▶ **Page excerpt**
An undesirable byproduct of the burning of coal is mercury emissions. On average, elemental mercury constitutes approximately 0.17 ppm of US coal. When coal is burned, mercury is vaporized and enters the atmosphere. These mercury emissions eventually condense and enter the food chain as methylmercury. Developing fetuses exposed to mercury emissions are incredibly vulnerable and may be born with learning disabilities.
The Mercury and Air Toxics Standards (MATS) rule is a United States Environmental Protection Agency (EPA) rule. It was developed to reduce the emissions of toxic air pollutants from power plants. One of the pollutants of concern is mercury emission from coal-fired electric generating units (EGUs). Since the rule’s implementation, several technologies have been implemented to reduce EGU mercury emissions.
Some plants initially installed systems such as fabric filters (FF) or electrostatic precipitators (ESPs) to control particulate emissions. They also captured a small percentage of mercury emissions as a side effect. Plants later installed flue gas desulphurization (FGD) systems to remove sulfur oxides. Again, these also captured a small portion of mercury emissions as a side effect. After Implementing MATS, many plants installed another technology: activated carbon injection (ACI) to capture mercury. This simple and inexpensive modification sprayed powdered activated carbon into the cold flue gas stream to adsorb mercury. However, this additional particulate injection also increased the unplanned load on the FF and ESP systems.

▶ **Extracted information**
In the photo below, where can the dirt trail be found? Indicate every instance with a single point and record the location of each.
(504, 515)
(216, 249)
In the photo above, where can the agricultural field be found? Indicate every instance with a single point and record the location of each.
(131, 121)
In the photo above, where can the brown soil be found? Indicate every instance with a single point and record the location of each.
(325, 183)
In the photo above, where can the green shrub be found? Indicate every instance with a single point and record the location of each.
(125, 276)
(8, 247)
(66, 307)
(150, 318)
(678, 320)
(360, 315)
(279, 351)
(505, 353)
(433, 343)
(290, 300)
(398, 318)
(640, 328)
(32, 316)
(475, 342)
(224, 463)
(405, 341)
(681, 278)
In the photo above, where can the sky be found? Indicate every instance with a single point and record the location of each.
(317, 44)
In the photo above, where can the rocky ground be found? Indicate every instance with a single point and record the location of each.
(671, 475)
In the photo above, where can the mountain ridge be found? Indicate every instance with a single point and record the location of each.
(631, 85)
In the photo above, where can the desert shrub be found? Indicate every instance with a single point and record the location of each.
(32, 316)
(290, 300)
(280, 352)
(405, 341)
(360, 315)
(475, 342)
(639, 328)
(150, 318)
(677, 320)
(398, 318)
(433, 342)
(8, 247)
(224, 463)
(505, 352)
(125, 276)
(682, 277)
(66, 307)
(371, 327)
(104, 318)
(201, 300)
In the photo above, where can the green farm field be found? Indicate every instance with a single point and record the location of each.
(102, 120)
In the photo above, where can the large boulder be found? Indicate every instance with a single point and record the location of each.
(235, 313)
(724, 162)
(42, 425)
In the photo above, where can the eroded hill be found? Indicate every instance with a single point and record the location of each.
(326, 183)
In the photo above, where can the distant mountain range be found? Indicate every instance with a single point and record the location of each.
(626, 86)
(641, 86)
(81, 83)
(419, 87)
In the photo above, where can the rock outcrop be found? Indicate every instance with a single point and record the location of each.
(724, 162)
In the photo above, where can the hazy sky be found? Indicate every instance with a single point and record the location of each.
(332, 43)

▶ **Task prompt**
Reproduce the stretch of the mercury emissions text from "An undesirable byproduct" through "EGU mercury emissions.", word for word.

▶ **Answer to the exercise**
An undesirable byproduct of the burning of coal is mercury emissions. On average, elemental mercury constitutes approximately 0.17 ppm of US coal. When coal is burned, mercury is vaporized and enters the atmosphere. These mercury emissions eventually condense and enter the food chain as methylmercury. Developing fetuses exposed to mercury emissions are incredibly vulnerable and may be born with learning disabilities.
The Mercury and Air Toxics Standards (MATS) rule is a United States Environmental Protection Agency (EPA) rule. It was developed to reduce the emissions of toxic air pollutants from power plants. One of the pollutants of concern is mercury emission from coal-fired electric generating units (EGUs). Since the rule’s implementation, several technologies have been implemented to reduce EGU mercury emissions.